WHAT IS BEING ASKED ▸ Render the stretch of data from the line that contains "The automated pipeline tagged blurred" through the line that contains "[225,124,253,173]", both included, as a JSON list of strings with one string per line and blank lines omitted.

◇ ◇ ◇ ◇ ◇

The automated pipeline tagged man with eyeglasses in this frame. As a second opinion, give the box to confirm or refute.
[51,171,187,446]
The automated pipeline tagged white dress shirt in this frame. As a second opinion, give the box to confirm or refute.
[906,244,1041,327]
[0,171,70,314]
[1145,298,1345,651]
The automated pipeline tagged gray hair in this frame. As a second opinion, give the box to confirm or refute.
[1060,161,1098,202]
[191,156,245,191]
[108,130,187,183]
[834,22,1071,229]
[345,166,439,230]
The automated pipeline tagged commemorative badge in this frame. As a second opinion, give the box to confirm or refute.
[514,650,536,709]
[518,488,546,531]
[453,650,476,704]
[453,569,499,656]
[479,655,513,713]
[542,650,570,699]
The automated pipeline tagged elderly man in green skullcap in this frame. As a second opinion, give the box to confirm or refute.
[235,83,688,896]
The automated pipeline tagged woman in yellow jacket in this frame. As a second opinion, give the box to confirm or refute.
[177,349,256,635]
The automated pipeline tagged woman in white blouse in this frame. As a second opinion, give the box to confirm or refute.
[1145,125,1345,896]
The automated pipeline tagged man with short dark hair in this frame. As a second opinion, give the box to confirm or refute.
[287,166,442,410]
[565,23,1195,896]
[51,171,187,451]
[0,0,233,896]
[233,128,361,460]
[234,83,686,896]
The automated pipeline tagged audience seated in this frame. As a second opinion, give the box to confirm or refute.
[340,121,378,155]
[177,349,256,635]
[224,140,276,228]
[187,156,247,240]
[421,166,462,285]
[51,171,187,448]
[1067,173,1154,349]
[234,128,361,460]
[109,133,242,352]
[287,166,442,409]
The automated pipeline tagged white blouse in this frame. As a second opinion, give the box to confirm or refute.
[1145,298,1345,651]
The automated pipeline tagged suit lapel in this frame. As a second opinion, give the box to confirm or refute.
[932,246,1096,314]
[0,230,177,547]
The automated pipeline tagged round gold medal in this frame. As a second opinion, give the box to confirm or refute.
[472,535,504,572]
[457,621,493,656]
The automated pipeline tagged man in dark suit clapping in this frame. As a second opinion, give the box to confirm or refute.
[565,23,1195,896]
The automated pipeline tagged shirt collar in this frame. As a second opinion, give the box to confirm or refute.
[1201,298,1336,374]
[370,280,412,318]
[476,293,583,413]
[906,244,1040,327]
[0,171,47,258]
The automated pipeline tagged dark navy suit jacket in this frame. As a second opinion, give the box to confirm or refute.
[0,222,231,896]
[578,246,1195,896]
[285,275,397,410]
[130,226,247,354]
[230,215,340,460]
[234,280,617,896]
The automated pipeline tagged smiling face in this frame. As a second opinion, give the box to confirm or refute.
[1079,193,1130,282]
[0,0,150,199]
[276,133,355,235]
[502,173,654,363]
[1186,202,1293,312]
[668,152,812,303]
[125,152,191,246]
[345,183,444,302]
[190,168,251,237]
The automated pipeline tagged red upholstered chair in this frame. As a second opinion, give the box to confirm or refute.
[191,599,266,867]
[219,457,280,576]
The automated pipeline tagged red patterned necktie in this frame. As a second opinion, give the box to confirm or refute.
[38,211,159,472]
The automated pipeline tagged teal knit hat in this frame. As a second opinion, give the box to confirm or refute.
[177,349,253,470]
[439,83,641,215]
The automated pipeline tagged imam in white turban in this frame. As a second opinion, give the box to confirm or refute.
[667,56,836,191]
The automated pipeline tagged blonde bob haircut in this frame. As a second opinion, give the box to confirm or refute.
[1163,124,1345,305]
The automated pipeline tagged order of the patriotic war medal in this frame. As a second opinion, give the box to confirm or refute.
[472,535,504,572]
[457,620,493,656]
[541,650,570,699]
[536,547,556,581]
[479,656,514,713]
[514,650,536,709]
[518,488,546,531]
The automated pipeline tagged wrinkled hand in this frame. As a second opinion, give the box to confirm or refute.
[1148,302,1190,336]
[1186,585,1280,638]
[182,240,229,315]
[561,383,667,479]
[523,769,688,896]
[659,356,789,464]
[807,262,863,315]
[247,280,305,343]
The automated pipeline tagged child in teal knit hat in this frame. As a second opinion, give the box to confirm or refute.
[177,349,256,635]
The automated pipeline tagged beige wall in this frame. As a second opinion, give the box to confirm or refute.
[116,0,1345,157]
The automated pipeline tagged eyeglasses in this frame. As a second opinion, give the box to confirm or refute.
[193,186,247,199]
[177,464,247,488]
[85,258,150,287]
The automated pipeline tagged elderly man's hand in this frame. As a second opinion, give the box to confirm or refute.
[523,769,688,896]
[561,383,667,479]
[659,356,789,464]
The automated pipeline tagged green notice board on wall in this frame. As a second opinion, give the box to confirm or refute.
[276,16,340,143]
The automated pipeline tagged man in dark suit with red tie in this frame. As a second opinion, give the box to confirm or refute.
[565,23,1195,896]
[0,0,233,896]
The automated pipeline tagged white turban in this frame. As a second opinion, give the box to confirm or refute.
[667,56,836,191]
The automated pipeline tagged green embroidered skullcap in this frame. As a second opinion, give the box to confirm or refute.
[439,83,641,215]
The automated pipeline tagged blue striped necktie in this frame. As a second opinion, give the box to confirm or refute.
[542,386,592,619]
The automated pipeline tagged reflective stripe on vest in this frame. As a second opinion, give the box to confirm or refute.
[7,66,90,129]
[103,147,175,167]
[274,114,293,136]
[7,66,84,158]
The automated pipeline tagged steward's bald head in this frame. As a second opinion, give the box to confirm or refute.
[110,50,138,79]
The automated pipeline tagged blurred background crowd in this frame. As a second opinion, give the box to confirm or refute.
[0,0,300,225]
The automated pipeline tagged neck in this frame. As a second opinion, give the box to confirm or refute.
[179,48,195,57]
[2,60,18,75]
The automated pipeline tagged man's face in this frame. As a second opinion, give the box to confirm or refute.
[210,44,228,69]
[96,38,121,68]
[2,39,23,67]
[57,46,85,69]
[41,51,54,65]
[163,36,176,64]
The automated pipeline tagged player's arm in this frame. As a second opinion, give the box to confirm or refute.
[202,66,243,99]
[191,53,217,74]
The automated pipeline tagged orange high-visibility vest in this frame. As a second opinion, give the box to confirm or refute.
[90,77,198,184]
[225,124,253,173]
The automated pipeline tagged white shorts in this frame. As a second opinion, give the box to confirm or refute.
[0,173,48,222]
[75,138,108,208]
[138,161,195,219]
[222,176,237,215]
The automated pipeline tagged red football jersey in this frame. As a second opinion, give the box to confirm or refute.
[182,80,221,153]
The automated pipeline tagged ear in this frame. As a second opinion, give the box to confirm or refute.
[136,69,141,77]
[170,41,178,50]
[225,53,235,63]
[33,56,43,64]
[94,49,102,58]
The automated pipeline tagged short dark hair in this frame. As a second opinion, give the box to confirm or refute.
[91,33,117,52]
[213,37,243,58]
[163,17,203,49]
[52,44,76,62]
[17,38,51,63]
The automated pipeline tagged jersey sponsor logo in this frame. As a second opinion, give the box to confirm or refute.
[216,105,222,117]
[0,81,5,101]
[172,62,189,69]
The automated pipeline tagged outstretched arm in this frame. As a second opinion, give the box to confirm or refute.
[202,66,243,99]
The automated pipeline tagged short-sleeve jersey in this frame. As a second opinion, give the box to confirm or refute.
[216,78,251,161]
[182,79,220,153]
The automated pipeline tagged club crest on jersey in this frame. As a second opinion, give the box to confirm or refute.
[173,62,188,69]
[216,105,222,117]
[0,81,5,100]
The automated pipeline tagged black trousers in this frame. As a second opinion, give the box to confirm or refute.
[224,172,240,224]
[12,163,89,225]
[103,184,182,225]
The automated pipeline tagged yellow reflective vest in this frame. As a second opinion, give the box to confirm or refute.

◇ ◇ ◇ ◇ ◇

SOLUTION TO THE PROBLEM ▸
[
  "The automated pipeline tagged blurred background crowd in this frame. As a second opinion, give the box to confirm or refute.",
  "[0,0,300,225]",
  "The automated pipeline tagged neck in this frame. As a second opinion, give the box to confirm or refute.",
  "[179,48,195,57]",
  "[2,60,18,75]",
  "The automated pipeline tagged man's face in this frame. As a second opinion, give the box to confirm or refute.",
  "[210,44,228,69]",
  "[96,38,121,68]",
  "[2,39,23,67]",
  "[57,46,85,69]",
  "[41,51,54,65]",
  "[163,36,176,64]",
  "The automated pipeline tagged player's arm in this frame. As a second opinion, give the box to confirm or refute.",
  "[202,66,243,99]",
  "[191,53,217,74]",
  "The automated pipeline tagged orange high-visibility vest in this frame. As a second opinion, give the box to confirm or refute.",
  "[90,77,198,184]",
  "[225,124,253,173]"
]